EXTRACT PROVIDED:
################
Final Activity Report Summary - XYLODIMENS (Regulating plant quality by controlling xylem vessel dimensions during xylogenesis)

This project was focussed on the role and timing of programmed cell death (PCD) in tracheary elements (TEs) formation during the trans-differentiation of mesophyll cells in a model system of Zinnia elegans cell culture. The aim is to obtain better understanding of the involvement of different endogenous and environmental factors in the process of xylogenesis, to elucidate the potential of pharmaceutical treatments for manipulation the dimensions of xylem vessels and to use the information obtained from the in vitro studies for in planta improvement of the post-harvest quality of cut flowers.
################
YOUR GOAL: Rewrite the part of the project summary that opens with the words containing "Final Activity Report" and closes with "of cut flowers.", using "xylem formation" in place of "xylogenesis". The data after this point is separate material and has no connection to the project summary.

RAW DATA:
################
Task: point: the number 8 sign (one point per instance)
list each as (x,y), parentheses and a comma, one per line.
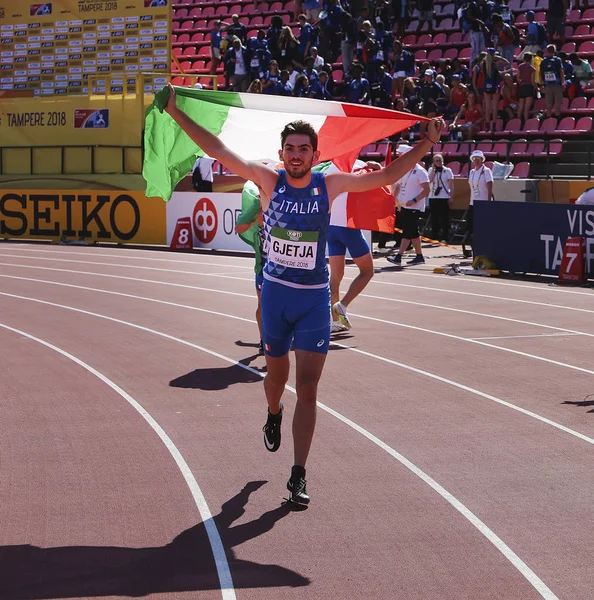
(182,237)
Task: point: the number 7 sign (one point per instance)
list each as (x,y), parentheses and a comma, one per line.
(183,238)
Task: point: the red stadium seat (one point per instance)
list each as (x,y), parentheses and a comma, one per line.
(565,127)
(521,171)
(536,149)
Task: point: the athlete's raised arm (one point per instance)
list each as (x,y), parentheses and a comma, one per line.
(337,183)
(264,177)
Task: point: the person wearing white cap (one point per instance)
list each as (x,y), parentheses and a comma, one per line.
(480,179)
(410,192)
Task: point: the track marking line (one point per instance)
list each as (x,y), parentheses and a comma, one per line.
(536,335)
(93,253)
(216,544)
(488,533)
(373,281)
(376,319)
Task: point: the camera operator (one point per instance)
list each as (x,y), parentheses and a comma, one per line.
(440,200)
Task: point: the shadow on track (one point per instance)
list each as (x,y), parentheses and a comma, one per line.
(185,564)
(218,378)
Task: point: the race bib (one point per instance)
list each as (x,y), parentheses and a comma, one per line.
(295,249)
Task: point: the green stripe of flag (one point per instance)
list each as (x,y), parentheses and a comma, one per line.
(169,154)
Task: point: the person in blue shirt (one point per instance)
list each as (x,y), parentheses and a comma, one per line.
(359,91)
(319,89)
(283,87)
(551,70)
(295,300)
(271,77)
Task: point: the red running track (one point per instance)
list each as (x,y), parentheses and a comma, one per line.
(452,458)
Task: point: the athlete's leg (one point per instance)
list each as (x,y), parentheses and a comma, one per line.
(309,370)
(277,375)
(365,265)
(336,275)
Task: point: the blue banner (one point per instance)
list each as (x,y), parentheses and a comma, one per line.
(525,237)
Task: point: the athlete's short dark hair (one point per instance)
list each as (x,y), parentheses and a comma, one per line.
(300,128)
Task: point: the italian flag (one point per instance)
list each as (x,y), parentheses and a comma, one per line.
(250,124)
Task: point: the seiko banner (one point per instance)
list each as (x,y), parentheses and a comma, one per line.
(529,238)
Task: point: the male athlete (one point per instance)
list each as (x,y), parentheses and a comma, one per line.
(296,206)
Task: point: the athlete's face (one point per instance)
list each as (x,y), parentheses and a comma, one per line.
(298,155)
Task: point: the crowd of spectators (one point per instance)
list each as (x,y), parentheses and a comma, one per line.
(506,72)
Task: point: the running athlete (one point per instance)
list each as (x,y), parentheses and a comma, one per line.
(296,207)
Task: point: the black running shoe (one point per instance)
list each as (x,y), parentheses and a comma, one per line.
(297,487)
(272,431)
(419,259)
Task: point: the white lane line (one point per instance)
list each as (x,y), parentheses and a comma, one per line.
(432,289)
(92,252)
(376,319)
(218,550)
(135,267)
(488,533)
(536,335)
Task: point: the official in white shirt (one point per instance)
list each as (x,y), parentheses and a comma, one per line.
(410,193)
(440,198)
(480,179)
(587,197)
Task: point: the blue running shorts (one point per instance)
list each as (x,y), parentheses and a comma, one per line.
(301,315)
(341,239)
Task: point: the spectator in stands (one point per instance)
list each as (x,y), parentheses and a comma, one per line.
(272,35)
(238,29)
(312,10)
(508,105)
(411,95)
(359,91)
(381,89)
(288,47)
(480,180)
(400,10)
(490,86)
(553,76)
(301,86)
(306,36)
(216,37)
(504,37)
(458,96)
(332,27)
(283,87)
(348,44)
(319,89)
(431,92)
(536,36)
(404,66)
(425,8)
(527,87)
(271,78)
(459,69)
(556,15)
(318,60)
(473,20)
(410,193)
(237,62)
(255,87)
(582,71)
(440,201)
(470,120)
(311,73)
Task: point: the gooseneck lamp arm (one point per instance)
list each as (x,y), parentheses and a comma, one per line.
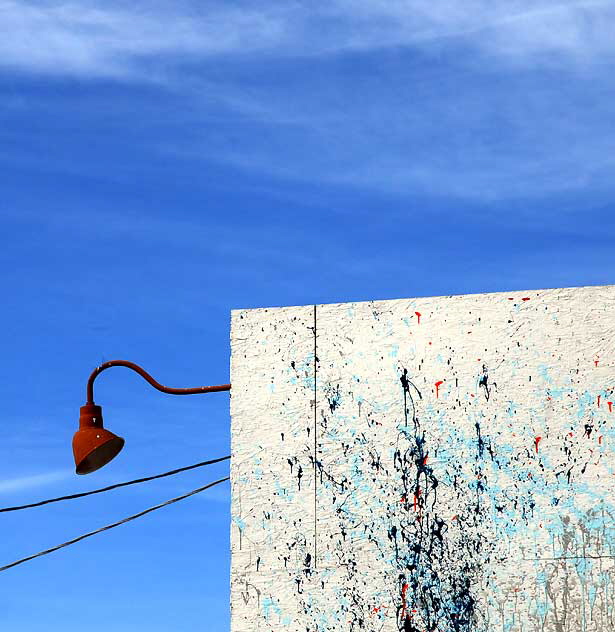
(93,445)
(146,376)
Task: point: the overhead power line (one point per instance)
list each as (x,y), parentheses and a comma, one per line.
(112,526)
(115,486)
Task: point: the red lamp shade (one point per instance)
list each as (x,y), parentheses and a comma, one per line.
(93,446)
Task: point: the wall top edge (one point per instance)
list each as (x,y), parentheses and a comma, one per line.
(253,310)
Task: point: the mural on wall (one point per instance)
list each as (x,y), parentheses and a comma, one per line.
(425,465)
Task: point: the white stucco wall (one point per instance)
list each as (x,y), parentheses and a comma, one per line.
(436,464)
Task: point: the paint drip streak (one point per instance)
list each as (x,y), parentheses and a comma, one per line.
(315,444)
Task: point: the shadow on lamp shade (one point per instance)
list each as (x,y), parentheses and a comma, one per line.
(93,446)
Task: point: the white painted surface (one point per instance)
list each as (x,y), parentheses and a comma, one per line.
(364,502)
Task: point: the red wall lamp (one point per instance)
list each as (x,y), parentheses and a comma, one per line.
(93,445)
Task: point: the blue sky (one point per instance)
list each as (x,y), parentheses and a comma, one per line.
(165,162)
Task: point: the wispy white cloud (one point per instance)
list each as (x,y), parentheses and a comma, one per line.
(21,483)
(111,39)
(481,125)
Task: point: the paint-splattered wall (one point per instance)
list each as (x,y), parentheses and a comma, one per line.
(437,464)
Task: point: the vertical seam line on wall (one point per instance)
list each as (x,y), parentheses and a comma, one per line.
(315,441)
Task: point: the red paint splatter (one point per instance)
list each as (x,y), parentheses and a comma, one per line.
(404,589)
(416,498)
(438,384)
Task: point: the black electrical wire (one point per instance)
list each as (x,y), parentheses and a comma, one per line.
(111,526)
(115,486)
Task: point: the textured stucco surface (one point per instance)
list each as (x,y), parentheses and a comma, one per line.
(436,464)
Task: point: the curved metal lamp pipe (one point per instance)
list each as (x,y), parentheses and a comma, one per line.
(93,445)
(146,376)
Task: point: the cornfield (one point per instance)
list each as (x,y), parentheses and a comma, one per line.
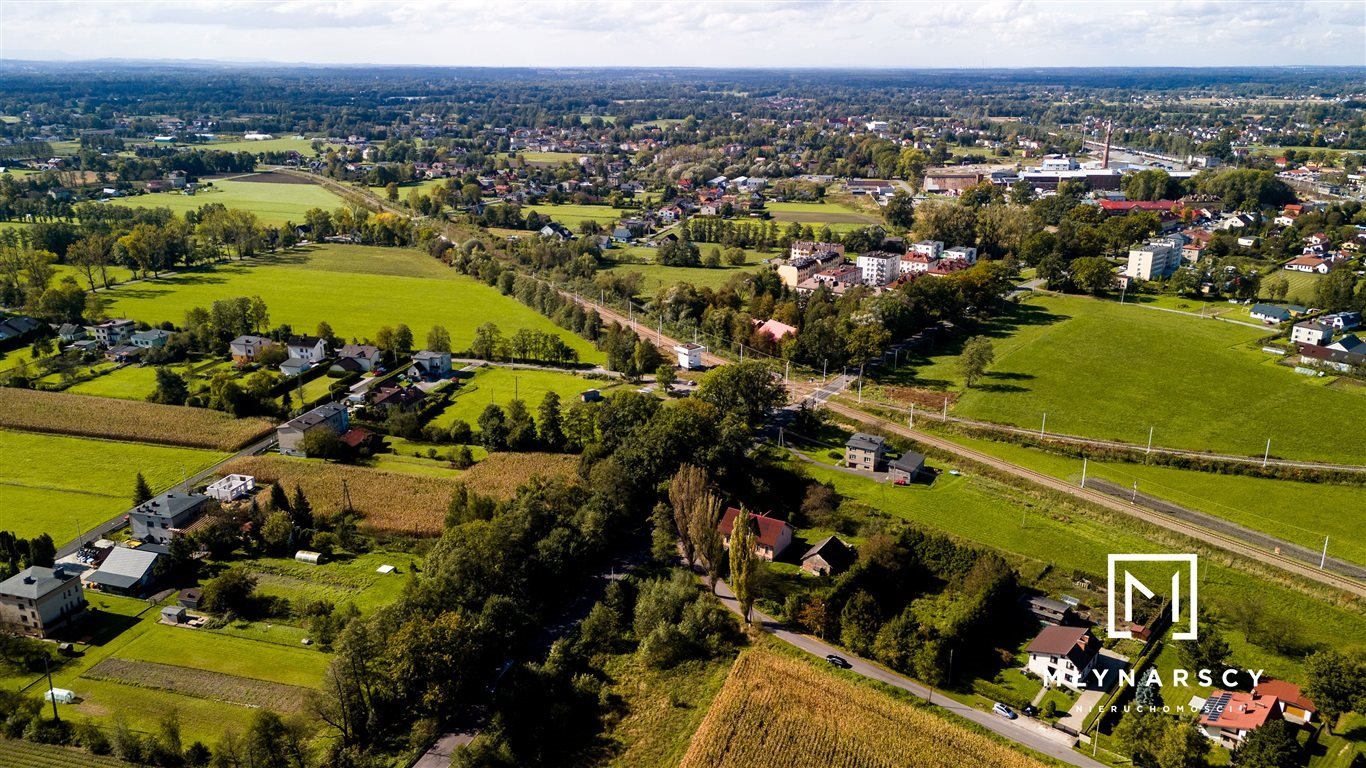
(109,418)
(392,502)
(780,712)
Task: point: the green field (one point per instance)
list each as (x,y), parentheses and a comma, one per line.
(574,215)
(1301,513)
(659,276)
(838,217)
(273,202)
(357,289)
(502,384)
(55,484)
(1108,371)
(984,511)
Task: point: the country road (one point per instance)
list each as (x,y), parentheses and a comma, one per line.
(118,522)
(1023,730)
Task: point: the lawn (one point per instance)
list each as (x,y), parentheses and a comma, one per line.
(1302,513)
(502,384)
(56,484)
(984,511)
(659,276)
(357,289)
(1108,371)
(573,215)
(273,202)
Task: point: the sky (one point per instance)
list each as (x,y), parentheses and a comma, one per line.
(694,33)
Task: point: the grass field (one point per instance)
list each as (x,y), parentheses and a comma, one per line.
(55,484)
(499,386)
(573,215)
(779,712)
(79,416)
(839,217)
(984,511)
(15,753)
(357,289)
(1108,371)
(1302,513)
(271,201)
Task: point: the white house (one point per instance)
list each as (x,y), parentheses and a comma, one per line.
(1063,656)
(690,355)
(879,267)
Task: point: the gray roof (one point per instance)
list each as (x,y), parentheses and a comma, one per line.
(170,504)
(865,442)
(34,582)
(124,567)
(909,461)
(314,417)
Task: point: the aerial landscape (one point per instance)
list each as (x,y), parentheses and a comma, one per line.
(635,384)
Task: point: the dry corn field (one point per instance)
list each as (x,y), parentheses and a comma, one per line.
(780,712)
(394,502)
(109,418)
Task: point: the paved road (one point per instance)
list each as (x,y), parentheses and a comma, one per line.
(1022,730)
(118,522)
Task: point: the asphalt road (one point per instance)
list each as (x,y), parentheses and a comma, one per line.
(1022,730)
(118,522)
################
SOLUTION TO THIS TASK:
Final Activity Report Summary - XYLODIMENS (Regulating plant quality by controlling xylem vessel dimensions during xylem formation)

This project was focussed on the role and timing of programmed cell death (PCD) in tracheary elements (TEs) formation during the trans-differentiation of mesophyll cells in a model system of Zinnia elegans cell culture. The aim is to obtain better understanding of the involvement of different endogenous and environmental factors in the process of xylem formation, to elucidate the potential of pharmaceutical treatments for manipulation the dimensions of xylem vessels and to use the information obtained from the in vitro studies for in planta improvement of the post-harvest quality of cut flowers.